■ Angezeigter Text:
────────

Die Vision einer global vernetzten Produktion innerhalb eines weltweiten Netzes – seit dem Jahr 2011 unter dem Schlagwort Industrie 4.0 oder Industrial Internet of Things (IIoT) bekannt – stellt die Automatisierungsbranche wohl schneller als gedacht vor eine wesentliche Herausforderung: Plötzlich erfordern die Verschmelzung von Maschinennetzwerken untereinander, die Verschmelzung von Maschinen- und Produktionsnetzwerk sowie letztlich die Verschmelzung von Produktions- und Büroebene moderne Security-Konzepte, die neben dem Schutz auch weiterhin die Maschinen- und Anlagenfunktion gewährleisten.
Nun lädt die immer stärkere Verzahnung der Automatisierungstechnik mit der Informationstechnologie (IT) förmlich dazu ein, Sicherheitskonzepte aus der IT einfach schablonengleich zu übernehmen. Eine genaue Betrachtung zeigt jedoch: Die Maßnahmen, die die IT bereitstellt, sind für die Automatisierung ungeeignet. Warum das so ist und wie eine Lösung aussehen könnte, wird in den folgenden Abschnitten diskutiert.
IT vs. Automatisierung?

────────

■ Deine Aufgabe: Schreibe den Text über Security-Konzepte für die Industrie 4.0 im Anschluss an die Zwischenüberschrift „IT vs. Automatisierung?“ weiter.

■ Gespeicherte Daten:
────────

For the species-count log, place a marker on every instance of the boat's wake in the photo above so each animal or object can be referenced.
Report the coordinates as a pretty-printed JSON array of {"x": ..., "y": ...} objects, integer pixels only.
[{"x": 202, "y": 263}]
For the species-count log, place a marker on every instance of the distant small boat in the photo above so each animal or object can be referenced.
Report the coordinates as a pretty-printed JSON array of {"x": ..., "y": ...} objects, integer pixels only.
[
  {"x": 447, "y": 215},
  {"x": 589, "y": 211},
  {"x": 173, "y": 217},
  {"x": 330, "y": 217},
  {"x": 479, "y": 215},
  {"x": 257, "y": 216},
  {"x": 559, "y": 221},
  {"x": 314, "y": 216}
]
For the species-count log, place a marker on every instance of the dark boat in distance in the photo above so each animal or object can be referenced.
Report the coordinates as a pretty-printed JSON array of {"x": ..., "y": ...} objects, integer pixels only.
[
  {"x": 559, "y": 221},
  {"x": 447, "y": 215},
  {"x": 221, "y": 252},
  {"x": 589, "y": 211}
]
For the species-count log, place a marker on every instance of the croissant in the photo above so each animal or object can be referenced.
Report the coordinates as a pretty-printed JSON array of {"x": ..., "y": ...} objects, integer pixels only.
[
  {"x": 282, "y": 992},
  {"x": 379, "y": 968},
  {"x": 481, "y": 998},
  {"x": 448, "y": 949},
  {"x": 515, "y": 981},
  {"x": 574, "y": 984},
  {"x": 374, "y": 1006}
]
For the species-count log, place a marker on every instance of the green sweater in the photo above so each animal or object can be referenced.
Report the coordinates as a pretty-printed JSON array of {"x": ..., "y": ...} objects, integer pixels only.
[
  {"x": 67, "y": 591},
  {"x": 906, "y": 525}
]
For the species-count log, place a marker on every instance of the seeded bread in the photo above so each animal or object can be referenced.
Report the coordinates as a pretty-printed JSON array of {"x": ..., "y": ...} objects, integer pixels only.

────────

■ Ergebnis der Übung:
Die als Security-Instanzen in der IT etablierten Router und Firewalls sind für automatisierte Netzwerke überflüssig. Denn die Maschinen sind entweder gar nicht ins Büronetzwerk eingebunden oder wenn doch, ist die Verbindungsstelle zwischen Büro- und Produktionsnetzwerk bereits durch die IT-Abteilung des Unternehmens gegenüber dem weltweiten Netz abgesichert. Eine weitere Maßnahme aus der IT, um Security zu gewährleisten, sind aktive Scantools. Sie identifizieren zwar unberechtigte Teilnehmer im Netzwerk und ermitteln das Benutzerverhalten sowie den Ressourcenverbrauch, produzieren dabei jedoch auch zusätzlichen Traffic im Netzwerk. Damit erhöhen sie die Netzlast und behindern den wesentlichen Datenverkehr, der für eine reibungslose Maschinen-/ Anlagenfunktion notwendig ist.
Auch die Verschlüsselungsverfahren der IT scheiden für die Automatisierer als Maßnahme aus, da Codierung und Decodierung den Anforderungen an Echtzeitkommunikation moderner Netzwerke zuwider laufen. Also: Schotten dicht? Wer trotz stumpfer Waffen seine Festung dennoch schützen will, könnte immerhin einen Grenzzaun ziehen.
Praktisch bedeutet das in der IT, vor allem den sogenannten Backbone – gewissermaßen die Hauptverkehrsader des Datenstromes – vor unbefugtem Zugriff auf die Daten abzuriegeln. Würden Automatisierer dies in ihren Netzwerken tun, hätten allerdings auch die eigenen Mitarbeiter und die Verbündeten keinen Zugriff.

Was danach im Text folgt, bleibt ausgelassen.